## What is asked
Repeat the material exactly, every line of it.

-----

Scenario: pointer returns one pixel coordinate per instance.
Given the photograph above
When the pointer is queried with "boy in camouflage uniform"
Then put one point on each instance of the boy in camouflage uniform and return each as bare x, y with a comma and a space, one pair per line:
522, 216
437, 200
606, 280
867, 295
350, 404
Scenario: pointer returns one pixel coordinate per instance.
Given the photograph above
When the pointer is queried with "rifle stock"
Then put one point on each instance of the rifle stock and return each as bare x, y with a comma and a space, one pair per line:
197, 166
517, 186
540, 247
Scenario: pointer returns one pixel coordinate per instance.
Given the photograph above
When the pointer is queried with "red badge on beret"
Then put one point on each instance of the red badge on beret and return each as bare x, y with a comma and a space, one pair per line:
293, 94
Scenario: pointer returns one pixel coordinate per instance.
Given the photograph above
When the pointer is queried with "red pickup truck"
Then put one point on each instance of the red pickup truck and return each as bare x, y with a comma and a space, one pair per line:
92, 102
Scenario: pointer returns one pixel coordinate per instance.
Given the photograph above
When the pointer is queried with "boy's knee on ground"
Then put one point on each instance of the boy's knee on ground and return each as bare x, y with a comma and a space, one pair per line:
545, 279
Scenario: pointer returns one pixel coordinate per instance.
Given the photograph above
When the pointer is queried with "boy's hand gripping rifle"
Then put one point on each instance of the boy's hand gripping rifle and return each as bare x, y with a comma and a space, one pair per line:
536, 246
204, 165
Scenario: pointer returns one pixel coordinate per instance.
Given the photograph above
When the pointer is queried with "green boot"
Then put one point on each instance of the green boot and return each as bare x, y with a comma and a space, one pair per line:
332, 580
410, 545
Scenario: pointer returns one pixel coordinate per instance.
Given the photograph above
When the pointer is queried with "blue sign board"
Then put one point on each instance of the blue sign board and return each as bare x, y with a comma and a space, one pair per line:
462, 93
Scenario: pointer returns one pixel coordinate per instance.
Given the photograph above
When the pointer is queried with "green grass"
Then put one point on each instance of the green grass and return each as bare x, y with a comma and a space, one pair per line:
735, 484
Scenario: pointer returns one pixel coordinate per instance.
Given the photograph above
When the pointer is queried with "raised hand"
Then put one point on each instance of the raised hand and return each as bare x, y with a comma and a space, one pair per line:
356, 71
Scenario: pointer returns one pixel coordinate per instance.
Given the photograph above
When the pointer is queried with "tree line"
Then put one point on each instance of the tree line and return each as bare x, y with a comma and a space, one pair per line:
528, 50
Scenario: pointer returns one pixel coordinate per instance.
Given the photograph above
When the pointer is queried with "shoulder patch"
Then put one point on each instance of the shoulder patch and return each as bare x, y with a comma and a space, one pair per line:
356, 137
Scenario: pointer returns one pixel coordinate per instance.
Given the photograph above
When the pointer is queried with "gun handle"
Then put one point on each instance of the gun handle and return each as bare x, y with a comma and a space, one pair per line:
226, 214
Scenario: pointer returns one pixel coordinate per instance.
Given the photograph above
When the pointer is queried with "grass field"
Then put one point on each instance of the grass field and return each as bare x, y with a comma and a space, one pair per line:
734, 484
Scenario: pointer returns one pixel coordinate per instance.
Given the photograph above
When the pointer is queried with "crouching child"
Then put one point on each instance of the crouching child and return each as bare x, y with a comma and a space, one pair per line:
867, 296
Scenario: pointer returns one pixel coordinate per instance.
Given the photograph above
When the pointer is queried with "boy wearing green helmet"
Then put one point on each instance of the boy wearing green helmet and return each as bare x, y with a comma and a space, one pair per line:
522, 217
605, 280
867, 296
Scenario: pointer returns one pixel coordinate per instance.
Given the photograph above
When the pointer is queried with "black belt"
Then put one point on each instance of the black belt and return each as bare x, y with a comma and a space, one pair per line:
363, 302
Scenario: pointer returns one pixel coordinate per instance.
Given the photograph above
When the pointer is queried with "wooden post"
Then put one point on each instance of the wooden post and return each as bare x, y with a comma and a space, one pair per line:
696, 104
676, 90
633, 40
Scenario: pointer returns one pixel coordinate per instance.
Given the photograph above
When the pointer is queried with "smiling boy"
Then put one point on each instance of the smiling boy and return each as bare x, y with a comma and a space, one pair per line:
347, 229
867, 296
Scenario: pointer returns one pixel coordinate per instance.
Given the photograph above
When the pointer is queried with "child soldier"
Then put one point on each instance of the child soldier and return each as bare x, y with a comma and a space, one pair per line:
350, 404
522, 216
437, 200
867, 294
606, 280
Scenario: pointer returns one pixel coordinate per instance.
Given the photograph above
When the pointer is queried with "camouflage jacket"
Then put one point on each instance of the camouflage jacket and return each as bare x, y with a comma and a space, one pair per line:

-----

## Response to the exercise
Scenario: pointer returns one pixel coordinate per instance.
Given the photograph above
When the pointer is queried with "boy in camouflage uniform"
Then put one point on each instance of the boy in camouflage uniform and return each as bare x, y with a comma and a space, one pair per line:
522, 216
437, 200
606, 280
867, 295
350, 404
Scenario: pointer returns one pixel coordinate per instance.
Given the photograph above
When the pointer is queried with "rifle stock"
Then put one point on each instance of the rifle stock and return each as bare x, y with a comma and a space, one pair per line:
197, 166
517, 186
540, 247
Scenario: pointer returns one pixel coordinate per instance.
Given the photograph above
When the pointer is queried with "red badge on beret"
Then put one point on each instance of the red badge on beret and return each as bare x, y with a comma and a space, one pair per line:
293, 94
Scenario: pointer returns one pixel coordinate per instance.
Given the photograph above
When the pointer is queried with "red pickup truck"
Then put one point on each instance of the red pickup truck and return each as bare x, y with a comma and a space, one pair per line:
92, 102
Scenario: pointer returns one pixel coordinate per instance.
Given the photograph above
When the pointer is queried with "boy's knee on ground"
Then put one point on each instance of the boy's knee on ground and return each as bare x, y with a comma and a space, one pair per line:
545, 279
Scenario: pointer returns one pixel coordinate per instance.
Given the photograph above
When the pointer is queried with "boy's hand gripping rifle"
Then put one point on each instance of the boy's hand gripping rifle and return each as bare x, y with a comma and a space, one pair per line:
536, 246
204, 165
Scenario: pointer returns one pixel coordinate per instance.
Given the photograph above
When the pointer is queried with "green boot"
Then put one point on each instance of the green boot and return each as bare x, y with a comma and a space, one pair per line:
332, 580
410, 545
Scenario: pointer returns one pixel coordinate per instance.
Given the photograph above
When the pointer is queried with "blue sign board"
Then put one point on each instance of the blue sign board and return each as bare x, y with a comma and a space, one pair per line:
462, 93
Scenario: pointer returns one pixel coordinate per instance.
Given the photograph above
When the pointer is queried with "green grass"
Then put one point on each instance of the green grass and return each as bare x, y with a comma and a space, one pair per line:
735, 484
Scenario: pointer returns one pixel coordinate per instance.
Given the photograph above
When the pointer is queried with "raised hand"
Then put one point on each instance of the raised hand and return each as bare x, y with a comma and a space, one pair per line:
356, 71
Scenario: pointer returns one pixel coordinate per instance.
Given the photograph above
When the pointer is queried with "tree line"
Then put one point on each instance of the tree line and return each as bare x, y with a comma and a space, one pair per line:
528, 50
Scenario: pointer returns one pixel coordinate per instance.
Given the photograph above
When the pointer is queried with "shoulder patch"
Then put one point on each instance of the shoulder patch and return each as bare x, y with a comma and a space, one pair per line:
356, 137
Scenario: pointer returns one pixel coordinate per instance.
Given the photograph above
When the pointer is queried with "gun handle"
Then put one point on each instance of the gun handle and return each as bare x, y with a comma and a space, one pair per line:
226, 214
Scenario: pointer returns one pixel coordinate per instance.
Given the photograph above
When the pointer is queried with "grass field"
Then put one point on each instance of the grass field and return each as bare x, y with a comma and a space, one pair per line:
734, 484
Scenario: pointer returns one pixel coordinate per instance.
Given the photograph above
When the pointer is queried with "crouching child"
Then put one point on each instance of the crouching child and return each as bare x, y with a comma and a space, one pair per line:
867, 296
Scenario: pointer returns one pixel coordinate per instance.
Given the photograph above
When the pointer is queried with "boy wearing green helmet"
Then put one point on each instance of the boy wearing green helmet and return each as bare x, y with a comma and a space, one pair per line:
522, 217
605, 280
867, 296
Scenario: pointer returns one pixel coordinate per instance.
Given the photograph above
When the pointer is queried with "black belt"
Then put one point on each instance of the black belt and return each as bare x, y with a comma and a space, one pair per line:
363, 302
Scenario: pointer returns one pixel coordinate per instance.
Given the photograph above
When the pointer is queried with "wooden post"
Then put one point on each instance of the wooden post and return each as bare x, y with a comma and a space, one pair per line:
696, 104
676, 90
633, 40
Scenario: pointer returns one pixel coordinate per instance.
Given the photograph above
When the pointer is queried with "smiling boy"
Then put one point on each instance of the smiling boy and return each as bare x, y with a comma and a space, one pair per line:
347, 229
867, 296
Scenario: pointer returns one pixel coordinate per instance.
Given the photograph above
When the pointer is queried with "child soldier"
Then put one point on each instance of the child soldier and return each as bare x, y with a comma and a space, one pair per line:
350, 404
522, 216
437, 200
867, 294
606, 280
Scenario: pointer returns one pixel coordinate per instance.
Given the photograph above
When the pointer is queried with "camouflage jacket"
Then put one point on each instance of the camouflage jacket and return each as bare x, y with a comma and a space, one pair per line:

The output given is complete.